Problems to solve:
a – Reproduce the stretch of the sentencing column from "Here's a different" through "vengeance and retribution?" word for word.
b – According to the sentencing column, how long was Manafort's sentence, and what term did the sentencing guidelines recommend?
c – Write the next part of the sentencing column, picking up after its final sentence.
━━ Selected passage
On a bad day it's a fever swamp of political partisanship and anonymous bots generating trend influencing memes which often make no sense, but that's a different column.
What I did do recently was get my foot caught in the bear trap of making a comment after reading an article posted by "The Atlantic" magazine about the Paul Manafort sentencing. "The system isn't broken because Manafort got four years rather than the 19-year recommendation that the sentencing guidelines spat out. The system is broken because other people get the long sentence—because other poorer and often darker people don't get the same chances."
I agree, and not because I have any reason to defend Mr. Manafort, but because his sentence rang a bell I've been pulling on for some time. Four years for a non-violent crime seems like the most we should be giving anyone. Our prisons are crowded, our incarceration rates in the United States are the most punitive in the entire developed world, and our outcomes are not exactly making that look like a good call.
Here's a different angle on the same question: are there really any non-violent crimes that warrant more than four years in prison? At all, for anyone? On a purely pragmatic, practical basis, four years clearly disrupts your life (that's a feature, not a bug), gives time to break ties to unhealthy relationships, and a period more than long enough to deal with anything from simply rethinking your life to dealing with recovery . . . or earn a degree. I honestly am asking: why would anyone who hadn't committed a violent crime ever get more than four years of lock-up? Are we perhaps not thinking reasonably about what we want from criminal justice, incarceration, and rehabilitation? Or is it just about shifting sands of vengeance and retribution?
━━━━
━━ Given data
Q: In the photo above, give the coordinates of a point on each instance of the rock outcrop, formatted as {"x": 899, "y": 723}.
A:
━━━━
Responses in order:
a –
Here's a different angle on the same question: are there really any non-violent crimes that warrant more than four years in prison? At all, for anyone? On a purely pragmatic, practical basis, four years clearly disrupts your life (that's a feature, not a bug), gives time to break ties to unhealthy relationships, and a period more than long enough to deal with anything from simply rethinking your life to dealing with recovery . . . or earn a degree. I honestly am asking: why would anyone who hadn't committed a violent crime ever get more than four years of lock-up? Are we perhaps not thinking reasonably about what we want from criminal justice, incarceration, and rehabilitation? Or is it just about shifting sands of vengeance and retribution?

b – Manafort got four years; the guidelines recommended 19 years.

c –
There are, of course, arguments against my view here. One is "what about repeat offenders?" Okay, there's room for escalation if folks keep coming back around having not learned any lesson, I suppose.
Others asked me about non-violent crimes which cruelly tear apart people's lives. Usually Bernie Madoff was invoked. I was thinking of Madoff when I wrote this, and my only response is "but where does that end?" In general, I lose zero sleep over Bernie spending decades in prison; in practice, we end up with large numbers of people in prison for many years on small matters, and I think we're spending millions to no good end. If sentencing was indexed to amount stolen and non-recoverable, I'd probably vote for that. However, I think many people underestimate the social impact of prison, and just how much a term in lock-up disrupts lives. Beyond a certain point, you're just setting an inmate up to develop a "new normal" of prison life, from which they have to transition to come back into life on the outside.
Meanwhile, 95+% of those who go to jail or prison return to our communities: I think our goal should be that, having invested the time and environment in convict housing, we see better outcomes than we currently get.
As a Christian, I struggle to determine where my faith and religious tradition guides me in a question like this. My reading of the New Testament says that civic authority should be respected, and that good government is part of a godly social order; it also tell me that we can rebel against injustice, and should. I don't think the general idea of locking up criminals is against Christianity, but I think a corrections system overly reliant on retribution and vengeance might be. Even if you push aside the Gospels and go back to "an eye for an eye," much about our current sentencing feels like we sometimes take an eye, a hand, and a toe against an eye-level offense, and that leads me to speak up.
My faith does lead me into the practice and promotion of restorative justice, which isn't about offenders getting off scot-free, but asking if we are truly giving victims what they need for wholeness, especially in crimes where society is the victim as much as any individual.
Feel free to argue with me!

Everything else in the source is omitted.